Pointing dataset records
==================================================

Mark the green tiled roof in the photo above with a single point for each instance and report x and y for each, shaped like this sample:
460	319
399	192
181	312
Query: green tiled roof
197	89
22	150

==================================================

### [YOUR GOAL]
Update the records above so that each "green tiled roof" becomes "red brick chimney", keeping everything else identical.

### [RESPONSE TO THE TASK]
Mark the red brick chimney in the photo above with a single point for each instance and report x and y for each, shaped like this sample:
460	319
399	192
181	312
Query: red brick chimney
197	89
22	150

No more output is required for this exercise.